TEXT:

++++

The right script will take Singapore film far

The right script will take Singapore film far

Last week, I left an Imax cinema not fully understanding Interstellar but feeling inspired at the same time.

At the heart of the science-fiction movie is a moving story about the bond between father and daughter. I was overwhelmed by all the science - some real, some fiction - but I was blown away by the real emotions between parent and child.

A few days before watching the movie, I was asked by a journalist about how Singapore films could travel better.

Ah Boys To Men did well locally but did not travel. Ilo Ilo was sold to many countries but did not perform well in foreign markets. Is the subject matter of Singapore films such that audiences beyond our shores cannot fully understand them?

But Interstellar is proof you don't need to completely comprehend a film's subject matter. In fact, the subject in many films is incidental to the themes, characters or premise.

For the longest time, the weakest link in our local film industry has been attributed to our small market. While that is undeniable, it is, in many ways, not the point.

If we just focus on our small market, we will lose the plot. To me and many in the film industry who care to admit, our biggest problem has to be our lack of focus on the script.

Not enough resources and time have been given to this aspect of film-making. What constitutes a good script is subjective but there needs to be a certain reverence to it, because everything begins and ends with the script.

Our market is not mature, so funding has always been the primary focal point. There is almost this idea that if the money can be found, everything else can be resolved. This mentality has to change.

But I feel the winds of change blowing. Some film-makers had been inactive for several years, but they are now behind some exciting projects.

These projects have been in development for a few years. It follows that their scripts were given the necessary time and resources to go through the rounds of changes to get the acts, characters and plot details right.

++++

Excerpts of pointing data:

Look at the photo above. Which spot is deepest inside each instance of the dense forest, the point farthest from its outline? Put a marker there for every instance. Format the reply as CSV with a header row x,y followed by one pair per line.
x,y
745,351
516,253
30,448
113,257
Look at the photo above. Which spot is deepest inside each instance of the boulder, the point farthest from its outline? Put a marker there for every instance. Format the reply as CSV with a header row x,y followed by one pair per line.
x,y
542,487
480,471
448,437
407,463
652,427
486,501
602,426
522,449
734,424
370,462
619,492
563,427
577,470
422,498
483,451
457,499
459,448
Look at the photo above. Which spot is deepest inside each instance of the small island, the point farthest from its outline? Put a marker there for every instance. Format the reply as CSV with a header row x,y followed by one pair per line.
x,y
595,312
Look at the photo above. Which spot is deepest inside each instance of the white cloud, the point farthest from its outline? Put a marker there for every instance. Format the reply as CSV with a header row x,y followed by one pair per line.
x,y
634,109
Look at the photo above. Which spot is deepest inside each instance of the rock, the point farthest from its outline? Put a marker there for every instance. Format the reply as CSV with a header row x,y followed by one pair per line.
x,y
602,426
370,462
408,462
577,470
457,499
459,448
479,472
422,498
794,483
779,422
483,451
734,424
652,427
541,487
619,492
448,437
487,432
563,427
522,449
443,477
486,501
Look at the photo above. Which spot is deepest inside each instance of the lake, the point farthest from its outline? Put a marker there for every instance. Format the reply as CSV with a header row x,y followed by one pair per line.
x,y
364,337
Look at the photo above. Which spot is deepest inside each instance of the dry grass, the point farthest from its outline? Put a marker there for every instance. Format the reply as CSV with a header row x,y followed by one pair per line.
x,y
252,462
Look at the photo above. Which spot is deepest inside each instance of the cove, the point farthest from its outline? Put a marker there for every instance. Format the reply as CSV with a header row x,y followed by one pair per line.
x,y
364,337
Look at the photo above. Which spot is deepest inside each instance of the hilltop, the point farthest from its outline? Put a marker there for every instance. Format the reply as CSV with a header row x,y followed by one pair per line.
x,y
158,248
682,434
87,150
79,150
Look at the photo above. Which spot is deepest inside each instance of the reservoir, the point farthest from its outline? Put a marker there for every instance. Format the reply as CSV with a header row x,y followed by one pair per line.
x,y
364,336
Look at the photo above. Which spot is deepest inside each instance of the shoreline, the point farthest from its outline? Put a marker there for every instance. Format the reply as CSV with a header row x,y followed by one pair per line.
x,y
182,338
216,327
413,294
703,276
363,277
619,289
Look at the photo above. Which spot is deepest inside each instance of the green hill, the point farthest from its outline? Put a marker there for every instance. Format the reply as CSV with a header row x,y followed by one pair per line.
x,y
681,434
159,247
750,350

++++

TASKS FOR THIS EXERCISE:
A – Find each line in the records that contains the string "white", and copy those lines. Case counts.
B – Extend the essay on scripts in Singapore film by writing the passage that follows its last sentence.

EXPECTED OUTPUTS:
A –
Look at the photo above. Which spot is deepest inside each instance of the white cloud, the point farthest from its outline? Put a marker there for every instance. Format the reply as CSV with a header row x,y followed by one pair per line.

B –
Kelvin Tong, who went to Hong Kong, is directing a new movie, The Faith Of Anna Waters, with a fresh mix of local and foreign talent.

Royston Tan's last feature was seven years ago. He is now directing 3688.

Eric Khoo finally gets to make the erotic film he has talked about for nearly a decade - In The Room, which is financed by a Hong Kong firm.

Boo Junfeng is directing his second film, Apprentice, a movie about capital punishment. His script has been discussed at workshops around the world for over three years.

Anthony Chen is writing his next feature, albeit fastidiously.

And I am producing and co-directing 1965, a pet project in the making for almost five years. It was only about a year ago that I finally felt I had the right premise, one that could be developed into a mainstream film with themes and characters that are relatable to people staying in any part of the world.

When good scripts are made into films, they inspire good writers to join the industry and pave the way for better writing.

Christopher Nolan, Interstellar's director, said it is not as important to understand his movies as it is to feel them.

Watching Interstellar, I was floored emotionally by Matthew McConaughey's protagonist. His performance is the conduit for the feelings Nolan wants viewers to soak in - empathy for a traveller who is, above all, a father.

What I am ultimately connected to in his film are its themes of human sacrifice, courage and love. These are elements a Singapore film can have, even when our budgets, expertise and resources limit us from tackling the more ambitious narratives and visions of bigger markets.

One day, hopefully in the not-so-distant future, I'll see a Singapore film inspiring someone in a distant country, unravelling a universal truth about human existence from the small market that could.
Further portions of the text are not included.